> [Extracto del documento]:
* * * * *

ILYA U. TOPPER | Empieza mal. Un paseo marítimo, de noche, casi madrugada, desierto, como única testigo una mujer, verdulera, camino de Las Afueras en una bicicleta desvencijada, un paredón con sogas, una furgoneta, una chica joven a la que van a ajusticiar.

Empieza mal la historia, es decir que el libro de Balsam Karam empieza muy bien: promete una historia. Oscura, hecha para dejarse llevar a un universo extraño. Las pinceladas de ambientación no permiten fijar con precisión la ubicación geográfica, aunque algunos detalles — turistas blancos, playas con bañistas, colegios, una biblioteca pública, chabolas de chapa estriada en Las Afueras, todo ello subrayado por varios nombres de pila vagamente españoles— nos sugieren algún lugar de Latinoamérica. Por mucho que la fruta del mercado, más que tropical, parezca europea.

¿Importa dónde transcurre la historia? No, al contarse algo universal, pero sí en la medida en la que este aspecto universal es la rebelión de la gente contra la opresión. La gente puede ser la misma en cualquier parte, la opresión varía, toma formas distintas, cambia de parámetro. No se parecen en nada los códigos de la opresión que sufre un negro en California en 1960, un vasco en Bilbao en 1970 o un palestino en Nablús en 1990, y aunque la respuesta —hacerse con un arma, afiliarse a las Panteras, a ETA o a las Brigadas Al Aqsa— pueda ser idéntica, ninguna novela puede renunciar a una descripción de los condicionantes sociales o políticos que llevan hacia esa rebeldía.

En Horizonte de eventos, la respuesta no llega hasta el arma —salvo en alguna escena lateral en la que aparecen escondrijos de fusiles que nunca se dispararán, pero que subrayan la valentía de los oprimidos— sino que se queda en unos cócteles molotov. Botellas incendiarias que tres chicas adolescentes, Milde, Diamante y Trinidad, lanzarán en una heróica y arriesgada acción nocturna contra la oficina de Urbanismo.

¿Por qué? La oficina de urbanismo simboliza el sistema que oprime, entendemos. ¿Por qué ellas son las oprimidas? No lo sabemos. La ocasional mención de los «turistas blancos» en la playa no basta para colegir que Milde y sus amigas sufran racismo: no sabemos de qué color son los funcionarios. No parece que sean una minoría étnica: no hablan un idioma distinto; al contrario, se afanan en leer desde pequeñitas los libros que alguien les dona. Es decir que vivimos en uno de esos países afortunados en los que el idioma del pueblo, también el del pueblo marginado, se ha estandarizado como oficial y una niña puede leer en su propio idioma. No es frecuente: en África no hay casi ningún ejemplo y en Asia, pocos. También por eso es fácil pensar en América Latina.

* * * * *

> [Tareas a realizar]:
1. Imprime el fragmento de la reseña de Horizonte de eventos que va desde "ILYA U. TOPPER" hasta "tropical, parezca europea.", ambos incluidos.
2. Redacta la continuación de la reseña de Horizonte de eventos a partir de su última oración.

* * * * *

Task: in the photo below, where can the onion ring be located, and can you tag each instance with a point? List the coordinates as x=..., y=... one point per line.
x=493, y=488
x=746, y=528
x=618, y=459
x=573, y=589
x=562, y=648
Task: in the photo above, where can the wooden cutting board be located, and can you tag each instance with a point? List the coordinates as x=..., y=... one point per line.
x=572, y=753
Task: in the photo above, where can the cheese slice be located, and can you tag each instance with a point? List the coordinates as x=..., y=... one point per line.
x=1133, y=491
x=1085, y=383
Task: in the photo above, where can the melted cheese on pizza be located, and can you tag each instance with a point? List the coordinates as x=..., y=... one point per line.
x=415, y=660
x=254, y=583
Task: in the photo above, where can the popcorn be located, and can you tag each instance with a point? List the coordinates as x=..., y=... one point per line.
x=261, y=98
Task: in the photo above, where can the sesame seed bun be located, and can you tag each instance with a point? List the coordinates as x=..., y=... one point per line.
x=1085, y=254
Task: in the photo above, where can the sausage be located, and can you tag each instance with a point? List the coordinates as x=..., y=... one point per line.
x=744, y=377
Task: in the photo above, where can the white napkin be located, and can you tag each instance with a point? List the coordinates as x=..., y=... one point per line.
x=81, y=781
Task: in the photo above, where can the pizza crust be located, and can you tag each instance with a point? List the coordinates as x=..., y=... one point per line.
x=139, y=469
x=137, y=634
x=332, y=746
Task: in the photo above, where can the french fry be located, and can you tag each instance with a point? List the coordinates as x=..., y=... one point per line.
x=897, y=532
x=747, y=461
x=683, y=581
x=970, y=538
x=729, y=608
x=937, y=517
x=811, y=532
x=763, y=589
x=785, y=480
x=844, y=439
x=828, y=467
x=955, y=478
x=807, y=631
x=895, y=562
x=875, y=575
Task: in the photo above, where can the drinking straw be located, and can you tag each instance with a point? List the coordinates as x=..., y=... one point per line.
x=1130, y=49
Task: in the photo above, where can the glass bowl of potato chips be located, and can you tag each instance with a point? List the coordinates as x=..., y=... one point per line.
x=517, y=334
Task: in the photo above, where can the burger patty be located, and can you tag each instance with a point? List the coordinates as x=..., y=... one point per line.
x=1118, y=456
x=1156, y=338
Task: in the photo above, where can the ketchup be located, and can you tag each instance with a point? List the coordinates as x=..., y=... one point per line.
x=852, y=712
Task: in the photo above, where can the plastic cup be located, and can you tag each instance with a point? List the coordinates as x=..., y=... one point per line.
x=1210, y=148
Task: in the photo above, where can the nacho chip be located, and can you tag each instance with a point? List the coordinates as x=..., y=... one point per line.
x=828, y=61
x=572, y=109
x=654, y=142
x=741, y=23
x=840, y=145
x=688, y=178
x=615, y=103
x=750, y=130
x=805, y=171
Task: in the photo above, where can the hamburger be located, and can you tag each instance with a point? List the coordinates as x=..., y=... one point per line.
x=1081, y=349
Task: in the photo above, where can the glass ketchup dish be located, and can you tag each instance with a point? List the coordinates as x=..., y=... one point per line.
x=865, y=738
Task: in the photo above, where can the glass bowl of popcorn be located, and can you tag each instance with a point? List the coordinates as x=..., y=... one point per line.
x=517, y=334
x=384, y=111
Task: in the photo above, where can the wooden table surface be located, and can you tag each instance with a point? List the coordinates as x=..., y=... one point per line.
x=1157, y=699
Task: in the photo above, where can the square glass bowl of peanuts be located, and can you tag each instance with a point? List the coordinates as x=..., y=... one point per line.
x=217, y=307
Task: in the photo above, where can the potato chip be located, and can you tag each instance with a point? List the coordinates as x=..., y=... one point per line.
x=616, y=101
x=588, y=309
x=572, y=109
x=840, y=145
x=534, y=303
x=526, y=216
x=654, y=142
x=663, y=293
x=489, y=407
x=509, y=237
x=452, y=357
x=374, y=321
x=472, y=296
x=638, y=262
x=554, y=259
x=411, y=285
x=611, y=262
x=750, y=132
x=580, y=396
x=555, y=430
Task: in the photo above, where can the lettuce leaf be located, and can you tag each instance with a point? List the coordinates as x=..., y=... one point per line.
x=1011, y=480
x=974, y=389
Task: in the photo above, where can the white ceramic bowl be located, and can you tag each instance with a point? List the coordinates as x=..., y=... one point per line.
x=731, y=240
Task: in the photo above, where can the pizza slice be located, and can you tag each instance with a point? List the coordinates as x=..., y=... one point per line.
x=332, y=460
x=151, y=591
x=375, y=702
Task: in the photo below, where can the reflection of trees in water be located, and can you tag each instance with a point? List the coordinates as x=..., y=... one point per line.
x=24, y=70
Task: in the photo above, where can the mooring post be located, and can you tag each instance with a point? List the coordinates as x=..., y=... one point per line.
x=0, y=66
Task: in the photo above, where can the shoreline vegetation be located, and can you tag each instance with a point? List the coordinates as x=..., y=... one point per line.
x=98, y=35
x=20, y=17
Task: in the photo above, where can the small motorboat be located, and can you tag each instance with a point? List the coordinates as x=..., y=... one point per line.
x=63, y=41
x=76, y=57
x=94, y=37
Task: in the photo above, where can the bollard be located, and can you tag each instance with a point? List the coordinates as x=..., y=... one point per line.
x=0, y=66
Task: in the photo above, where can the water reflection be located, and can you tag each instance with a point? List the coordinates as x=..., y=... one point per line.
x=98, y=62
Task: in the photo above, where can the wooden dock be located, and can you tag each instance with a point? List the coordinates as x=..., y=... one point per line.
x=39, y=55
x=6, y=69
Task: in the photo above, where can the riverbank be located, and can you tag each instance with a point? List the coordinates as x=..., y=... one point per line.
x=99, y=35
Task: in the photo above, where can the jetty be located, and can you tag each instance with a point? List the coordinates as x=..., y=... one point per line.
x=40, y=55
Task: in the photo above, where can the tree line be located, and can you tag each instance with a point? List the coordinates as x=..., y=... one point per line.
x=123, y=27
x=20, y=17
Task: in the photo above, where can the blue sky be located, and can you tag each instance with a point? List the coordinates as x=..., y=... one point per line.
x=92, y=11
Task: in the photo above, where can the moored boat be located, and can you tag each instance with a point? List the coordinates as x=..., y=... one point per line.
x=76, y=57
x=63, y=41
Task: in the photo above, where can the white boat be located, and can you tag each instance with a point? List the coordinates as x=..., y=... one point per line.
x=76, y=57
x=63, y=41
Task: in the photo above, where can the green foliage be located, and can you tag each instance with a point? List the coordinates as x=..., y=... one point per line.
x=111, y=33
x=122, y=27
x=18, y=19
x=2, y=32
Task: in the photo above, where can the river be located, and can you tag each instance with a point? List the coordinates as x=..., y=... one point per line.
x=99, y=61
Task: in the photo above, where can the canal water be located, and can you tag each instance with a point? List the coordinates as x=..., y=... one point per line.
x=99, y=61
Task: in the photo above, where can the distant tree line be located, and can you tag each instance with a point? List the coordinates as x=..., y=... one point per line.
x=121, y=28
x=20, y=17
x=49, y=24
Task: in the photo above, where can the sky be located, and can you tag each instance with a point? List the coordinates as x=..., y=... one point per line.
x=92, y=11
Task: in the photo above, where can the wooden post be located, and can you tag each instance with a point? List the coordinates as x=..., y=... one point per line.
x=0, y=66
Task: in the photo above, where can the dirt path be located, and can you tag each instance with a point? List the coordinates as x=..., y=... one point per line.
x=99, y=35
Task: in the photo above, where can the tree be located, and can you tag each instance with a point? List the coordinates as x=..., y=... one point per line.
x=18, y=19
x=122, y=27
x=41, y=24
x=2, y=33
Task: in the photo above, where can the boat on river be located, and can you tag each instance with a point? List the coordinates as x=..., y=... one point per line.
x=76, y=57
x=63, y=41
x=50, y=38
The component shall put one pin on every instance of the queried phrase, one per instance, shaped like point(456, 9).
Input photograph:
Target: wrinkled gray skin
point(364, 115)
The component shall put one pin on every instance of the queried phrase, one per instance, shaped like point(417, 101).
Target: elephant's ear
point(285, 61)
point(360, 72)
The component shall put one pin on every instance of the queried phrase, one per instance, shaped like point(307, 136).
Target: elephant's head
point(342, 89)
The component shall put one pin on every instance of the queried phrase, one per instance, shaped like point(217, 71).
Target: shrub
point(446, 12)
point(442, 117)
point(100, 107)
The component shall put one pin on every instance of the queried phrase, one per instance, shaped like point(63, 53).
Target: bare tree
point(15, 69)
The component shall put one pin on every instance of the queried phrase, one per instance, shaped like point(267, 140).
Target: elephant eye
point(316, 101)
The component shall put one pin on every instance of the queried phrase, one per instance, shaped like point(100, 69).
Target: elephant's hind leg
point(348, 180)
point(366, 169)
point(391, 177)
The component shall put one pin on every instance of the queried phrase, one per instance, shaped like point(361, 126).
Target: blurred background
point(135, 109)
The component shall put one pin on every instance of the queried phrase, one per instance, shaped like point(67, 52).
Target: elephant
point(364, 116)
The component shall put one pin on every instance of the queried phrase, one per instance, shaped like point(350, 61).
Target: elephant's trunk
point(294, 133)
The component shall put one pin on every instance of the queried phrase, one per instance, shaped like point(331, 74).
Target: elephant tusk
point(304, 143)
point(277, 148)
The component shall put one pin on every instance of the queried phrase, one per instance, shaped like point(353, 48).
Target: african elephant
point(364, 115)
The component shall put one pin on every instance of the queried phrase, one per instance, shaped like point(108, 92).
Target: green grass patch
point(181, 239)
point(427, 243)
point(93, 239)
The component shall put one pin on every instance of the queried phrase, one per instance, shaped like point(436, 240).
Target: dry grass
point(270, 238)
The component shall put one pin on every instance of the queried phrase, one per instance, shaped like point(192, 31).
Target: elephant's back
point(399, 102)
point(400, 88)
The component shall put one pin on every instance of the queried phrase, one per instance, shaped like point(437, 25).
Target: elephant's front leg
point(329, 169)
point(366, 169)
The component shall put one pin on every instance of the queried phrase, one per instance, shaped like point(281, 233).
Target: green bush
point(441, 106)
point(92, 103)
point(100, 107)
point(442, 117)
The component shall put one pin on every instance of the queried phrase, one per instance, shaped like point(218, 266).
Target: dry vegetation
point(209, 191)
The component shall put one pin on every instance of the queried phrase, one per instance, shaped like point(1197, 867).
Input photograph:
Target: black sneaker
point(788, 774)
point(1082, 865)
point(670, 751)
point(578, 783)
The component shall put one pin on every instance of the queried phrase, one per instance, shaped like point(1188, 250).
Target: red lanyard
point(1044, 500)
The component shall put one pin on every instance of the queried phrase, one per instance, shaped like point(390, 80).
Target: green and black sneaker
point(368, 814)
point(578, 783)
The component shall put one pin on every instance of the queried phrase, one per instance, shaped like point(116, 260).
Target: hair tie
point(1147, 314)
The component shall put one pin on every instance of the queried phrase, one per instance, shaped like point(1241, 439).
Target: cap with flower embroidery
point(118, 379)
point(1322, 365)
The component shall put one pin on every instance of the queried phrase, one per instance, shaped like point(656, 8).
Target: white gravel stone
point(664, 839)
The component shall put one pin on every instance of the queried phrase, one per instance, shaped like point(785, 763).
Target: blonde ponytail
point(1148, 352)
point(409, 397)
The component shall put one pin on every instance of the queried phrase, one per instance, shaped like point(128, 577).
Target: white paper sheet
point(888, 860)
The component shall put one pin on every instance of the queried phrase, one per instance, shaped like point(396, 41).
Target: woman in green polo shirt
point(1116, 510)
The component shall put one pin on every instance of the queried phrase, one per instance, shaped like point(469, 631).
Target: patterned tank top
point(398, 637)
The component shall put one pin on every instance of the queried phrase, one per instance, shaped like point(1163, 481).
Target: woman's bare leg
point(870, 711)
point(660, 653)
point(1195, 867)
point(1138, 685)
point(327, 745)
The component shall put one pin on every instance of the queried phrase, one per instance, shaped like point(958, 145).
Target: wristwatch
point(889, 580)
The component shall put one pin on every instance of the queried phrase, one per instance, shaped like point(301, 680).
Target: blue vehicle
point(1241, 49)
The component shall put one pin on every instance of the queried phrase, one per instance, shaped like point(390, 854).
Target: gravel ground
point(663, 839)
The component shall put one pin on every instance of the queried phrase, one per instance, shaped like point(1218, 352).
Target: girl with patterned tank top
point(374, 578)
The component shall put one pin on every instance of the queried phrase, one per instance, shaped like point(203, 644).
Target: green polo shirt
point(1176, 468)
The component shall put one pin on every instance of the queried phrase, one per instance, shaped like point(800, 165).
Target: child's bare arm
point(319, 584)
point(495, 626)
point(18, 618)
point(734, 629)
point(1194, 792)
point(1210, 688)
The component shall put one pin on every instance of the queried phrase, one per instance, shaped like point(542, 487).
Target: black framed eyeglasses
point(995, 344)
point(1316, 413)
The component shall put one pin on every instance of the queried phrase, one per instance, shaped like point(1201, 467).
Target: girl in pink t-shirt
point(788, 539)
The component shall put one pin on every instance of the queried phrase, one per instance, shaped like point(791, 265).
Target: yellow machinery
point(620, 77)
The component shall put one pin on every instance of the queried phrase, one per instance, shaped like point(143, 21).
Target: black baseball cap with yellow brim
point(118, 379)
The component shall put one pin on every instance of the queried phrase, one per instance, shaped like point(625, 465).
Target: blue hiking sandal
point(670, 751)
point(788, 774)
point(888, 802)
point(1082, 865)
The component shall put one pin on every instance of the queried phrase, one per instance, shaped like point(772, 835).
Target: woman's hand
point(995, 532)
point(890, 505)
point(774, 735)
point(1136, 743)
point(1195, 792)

* * * * *

> [Resultados de tareas]:
1.
ILYA U. TOPPER | Empieza mal. Un paseo marítimo, de noche, casi madrugada, desierto, como única testigo una mujer, verdulera, camino de Las Afueras en una bicicleta desvencijada, un paredón con sogas, una furgoneta, una chica joven a la que van a ajusticiar.

Empieza mal la historia, es decir que el libro de Balsam Karam empieza muy bien: promete una historia. Oscura, hecha para dejarse llevar a un universo extraño. Las pinceladas de ambientación no permiten fijar con precisión la ubicación geográfica, aunque algunos detalles — turistas blancos, playas con bañistas, colegios, una biblioteca pública, chabolas de chapa estriada en Las Afueras, todo ello subrayado por varios nombres de pila vagamente españoles— nos sugieren algún lugar de Latinoamérica. Por mucho que la fruta del mercado, más que tropical, parezca europea.

2.
Además, en Latinoamérica, las causas políticas quedan eclipsadas a menudo por una brecha entre pobres y ricos tan inexorable que ya no hay condiciones definibles para separar opresores y oprimidos; se  nace en un bando o el otro, no hay más. Los habitantes de la favela no se diferencian en idioma, religión ni etnia de la policía que patrulla alrededor; y si bien en Brasil se les puede atribuir un promedio de tez más oscura, hasta esa diferencia desaparece en las barriadas violentas de Centroamérica. Ah, hemos dicho violentas; esto no sirve. La rebelión en forma de crimen común no vale para esta novela, que necesita una sublevación justiciera sin mácula. Y para ello, una opresión sin motivo.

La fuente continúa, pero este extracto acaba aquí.